▶ **Required work**
Locate the line that contains "the black trousers". Copy it and every following line through the end of the records, exactly, and include nothing else.

▶ **Entries**
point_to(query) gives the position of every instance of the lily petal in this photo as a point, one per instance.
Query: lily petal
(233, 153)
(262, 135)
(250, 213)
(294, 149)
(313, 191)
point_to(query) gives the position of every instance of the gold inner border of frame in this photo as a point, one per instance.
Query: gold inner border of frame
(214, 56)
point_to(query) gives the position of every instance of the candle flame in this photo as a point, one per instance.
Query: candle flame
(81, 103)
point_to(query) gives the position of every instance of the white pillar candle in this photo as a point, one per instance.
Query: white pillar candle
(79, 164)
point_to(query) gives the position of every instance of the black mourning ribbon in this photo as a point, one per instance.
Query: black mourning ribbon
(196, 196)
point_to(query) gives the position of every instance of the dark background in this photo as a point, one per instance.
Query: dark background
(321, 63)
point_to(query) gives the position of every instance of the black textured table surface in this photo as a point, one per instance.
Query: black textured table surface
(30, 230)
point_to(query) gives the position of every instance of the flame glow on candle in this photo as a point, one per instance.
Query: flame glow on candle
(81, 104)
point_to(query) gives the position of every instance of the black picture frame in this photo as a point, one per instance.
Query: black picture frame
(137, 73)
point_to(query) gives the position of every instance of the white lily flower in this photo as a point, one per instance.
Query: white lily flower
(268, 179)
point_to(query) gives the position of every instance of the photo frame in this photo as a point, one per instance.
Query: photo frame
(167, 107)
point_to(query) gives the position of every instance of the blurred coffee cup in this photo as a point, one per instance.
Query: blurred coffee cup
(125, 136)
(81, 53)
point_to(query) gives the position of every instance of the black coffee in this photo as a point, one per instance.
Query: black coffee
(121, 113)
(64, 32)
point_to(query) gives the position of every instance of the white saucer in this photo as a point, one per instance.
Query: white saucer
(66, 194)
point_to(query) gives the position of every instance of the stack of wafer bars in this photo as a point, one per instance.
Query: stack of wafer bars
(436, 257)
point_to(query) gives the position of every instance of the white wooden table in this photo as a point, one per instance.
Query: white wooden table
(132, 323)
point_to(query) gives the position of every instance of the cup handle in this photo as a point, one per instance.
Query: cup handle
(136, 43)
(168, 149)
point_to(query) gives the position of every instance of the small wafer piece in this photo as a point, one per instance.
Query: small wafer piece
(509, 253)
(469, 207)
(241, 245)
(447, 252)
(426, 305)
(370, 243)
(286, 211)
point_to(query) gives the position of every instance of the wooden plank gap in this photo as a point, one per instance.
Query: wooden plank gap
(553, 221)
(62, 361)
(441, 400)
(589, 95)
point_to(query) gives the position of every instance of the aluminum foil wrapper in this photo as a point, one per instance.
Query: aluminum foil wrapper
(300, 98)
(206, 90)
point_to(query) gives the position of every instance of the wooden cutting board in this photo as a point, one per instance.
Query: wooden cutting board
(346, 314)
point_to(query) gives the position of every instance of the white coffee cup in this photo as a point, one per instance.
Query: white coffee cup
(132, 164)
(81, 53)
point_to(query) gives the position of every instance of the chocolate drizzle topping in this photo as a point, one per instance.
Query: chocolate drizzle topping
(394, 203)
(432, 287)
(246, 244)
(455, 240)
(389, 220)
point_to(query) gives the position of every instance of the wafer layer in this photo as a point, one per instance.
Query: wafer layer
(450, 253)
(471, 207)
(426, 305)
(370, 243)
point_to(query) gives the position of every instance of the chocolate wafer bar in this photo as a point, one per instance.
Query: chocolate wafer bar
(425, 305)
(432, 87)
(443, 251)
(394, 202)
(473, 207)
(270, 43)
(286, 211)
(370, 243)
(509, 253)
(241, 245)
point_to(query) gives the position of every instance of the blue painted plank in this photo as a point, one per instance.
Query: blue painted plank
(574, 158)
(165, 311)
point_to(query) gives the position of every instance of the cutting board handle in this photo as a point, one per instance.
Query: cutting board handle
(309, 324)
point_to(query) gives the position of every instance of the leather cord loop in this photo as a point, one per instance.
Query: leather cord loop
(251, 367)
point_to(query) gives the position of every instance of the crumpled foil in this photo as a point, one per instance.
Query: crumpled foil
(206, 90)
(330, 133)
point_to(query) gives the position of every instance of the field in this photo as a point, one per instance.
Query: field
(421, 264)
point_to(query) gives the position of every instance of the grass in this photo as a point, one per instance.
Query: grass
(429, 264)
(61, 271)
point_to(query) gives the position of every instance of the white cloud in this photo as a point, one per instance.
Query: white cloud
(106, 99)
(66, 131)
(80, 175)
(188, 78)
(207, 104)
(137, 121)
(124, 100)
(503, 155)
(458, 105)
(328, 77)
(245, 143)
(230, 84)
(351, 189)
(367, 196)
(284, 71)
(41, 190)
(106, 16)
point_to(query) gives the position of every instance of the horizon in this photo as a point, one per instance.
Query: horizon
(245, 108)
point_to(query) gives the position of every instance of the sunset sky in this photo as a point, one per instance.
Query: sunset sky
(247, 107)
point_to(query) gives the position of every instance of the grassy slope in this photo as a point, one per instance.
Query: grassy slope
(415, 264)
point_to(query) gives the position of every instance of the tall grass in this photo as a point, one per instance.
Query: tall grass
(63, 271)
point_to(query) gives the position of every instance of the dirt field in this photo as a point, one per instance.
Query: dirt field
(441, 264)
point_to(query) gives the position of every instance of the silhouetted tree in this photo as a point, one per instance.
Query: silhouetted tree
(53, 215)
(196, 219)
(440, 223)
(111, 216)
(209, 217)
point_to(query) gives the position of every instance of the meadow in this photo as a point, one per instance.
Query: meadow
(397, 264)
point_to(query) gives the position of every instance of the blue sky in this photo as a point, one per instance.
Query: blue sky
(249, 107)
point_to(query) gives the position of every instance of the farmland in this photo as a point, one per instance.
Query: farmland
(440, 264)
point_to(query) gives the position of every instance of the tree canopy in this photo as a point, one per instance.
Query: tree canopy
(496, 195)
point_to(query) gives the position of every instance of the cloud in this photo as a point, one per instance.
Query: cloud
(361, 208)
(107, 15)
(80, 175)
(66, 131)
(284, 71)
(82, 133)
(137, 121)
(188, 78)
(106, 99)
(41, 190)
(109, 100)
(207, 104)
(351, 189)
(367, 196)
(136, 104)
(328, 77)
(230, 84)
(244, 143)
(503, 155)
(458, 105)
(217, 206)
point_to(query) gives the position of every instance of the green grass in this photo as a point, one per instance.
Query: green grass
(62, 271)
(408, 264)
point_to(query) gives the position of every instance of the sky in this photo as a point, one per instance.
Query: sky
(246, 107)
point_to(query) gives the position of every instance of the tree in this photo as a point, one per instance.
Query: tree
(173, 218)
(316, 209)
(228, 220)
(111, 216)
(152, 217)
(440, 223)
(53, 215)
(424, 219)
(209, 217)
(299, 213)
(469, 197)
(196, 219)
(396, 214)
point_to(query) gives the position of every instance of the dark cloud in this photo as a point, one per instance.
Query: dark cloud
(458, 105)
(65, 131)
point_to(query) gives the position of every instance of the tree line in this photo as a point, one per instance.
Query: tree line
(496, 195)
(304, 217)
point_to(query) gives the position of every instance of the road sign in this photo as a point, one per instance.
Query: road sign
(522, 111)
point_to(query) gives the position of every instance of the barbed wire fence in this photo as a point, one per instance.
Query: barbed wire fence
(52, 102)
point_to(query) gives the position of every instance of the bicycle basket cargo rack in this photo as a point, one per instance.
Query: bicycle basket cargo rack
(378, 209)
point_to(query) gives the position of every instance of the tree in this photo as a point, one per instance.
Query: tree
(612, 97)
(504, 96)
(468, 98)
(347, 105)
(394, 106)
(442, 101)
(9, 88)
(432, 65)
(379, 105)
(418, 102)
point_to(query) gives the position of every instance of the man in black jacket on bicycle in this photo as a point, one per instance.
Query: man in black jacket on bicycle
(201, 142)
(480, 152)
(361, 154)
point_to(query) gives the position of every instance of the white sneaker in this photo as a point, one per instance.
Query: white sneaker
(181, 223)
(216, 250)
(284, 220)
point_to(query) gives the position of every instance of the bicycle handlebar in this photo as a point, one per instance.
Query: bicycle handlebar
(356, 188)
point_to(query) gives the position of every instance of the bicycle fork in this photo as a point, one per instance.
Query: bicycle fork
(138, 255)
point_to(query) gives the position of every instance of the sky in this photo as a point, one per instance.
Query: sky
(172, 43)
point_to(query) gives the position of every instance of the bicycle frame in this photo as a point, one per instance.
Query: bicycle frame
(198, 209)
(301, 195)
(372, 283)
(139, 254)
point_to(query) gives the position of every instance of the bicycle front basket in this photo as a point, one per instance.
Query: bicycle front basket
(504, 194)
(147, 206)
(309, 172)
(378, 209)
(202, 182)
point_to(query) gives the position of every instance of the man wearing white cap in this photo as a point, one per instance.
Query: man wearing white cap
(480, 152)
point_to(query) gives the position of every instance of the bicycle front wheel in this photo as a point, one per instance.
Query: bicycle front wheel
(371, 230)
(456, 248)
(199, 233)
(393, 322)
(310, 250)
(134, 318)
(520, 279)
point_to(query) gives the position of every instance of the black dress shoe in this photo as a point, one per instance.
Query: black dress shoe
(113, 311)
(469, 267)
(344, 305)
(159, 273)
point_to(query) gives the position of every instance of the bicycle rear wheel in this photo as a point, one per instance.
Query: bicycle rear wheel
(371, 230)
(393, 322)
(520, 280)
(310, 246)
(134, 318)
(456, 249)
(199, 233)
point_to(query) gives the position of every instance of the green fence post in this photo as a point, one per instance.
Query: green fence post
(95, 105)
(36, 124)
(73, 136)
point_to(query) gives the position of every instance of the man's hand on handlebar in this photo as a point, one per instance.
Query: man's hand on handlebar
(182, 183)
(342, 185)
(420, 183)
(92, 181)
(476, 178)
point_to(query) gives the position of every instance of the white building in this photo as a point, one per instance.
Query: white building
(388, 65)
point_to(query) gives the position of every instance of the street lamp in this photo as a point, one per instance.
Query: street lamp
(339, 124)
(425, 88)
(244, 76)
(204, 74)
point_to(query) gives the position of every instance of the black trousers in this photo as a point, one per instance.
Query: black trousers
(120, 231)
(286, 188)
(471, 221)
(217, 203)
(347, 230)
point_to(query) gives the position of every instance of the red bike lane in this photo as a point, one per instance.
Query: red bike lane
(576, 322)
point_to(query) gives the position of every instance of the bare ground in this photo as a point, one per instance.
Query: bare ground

▶ **Written answer**
point_to(query) gives the position of every instance of the black trousers in this photo as a point, one per instance.
Query: black trousers
(120, 231)
(286, 188)
(471, 221)
(217, 203)
(347, 230)
point_to(query) gives the position of every instance of the red bike lane in this photo as a point, one per instance.
Query: red bike lane
(576, 322)
point_to(query) gives the position of every instance of the bare ground in this photo as a point, one per instance.
Query: bare ground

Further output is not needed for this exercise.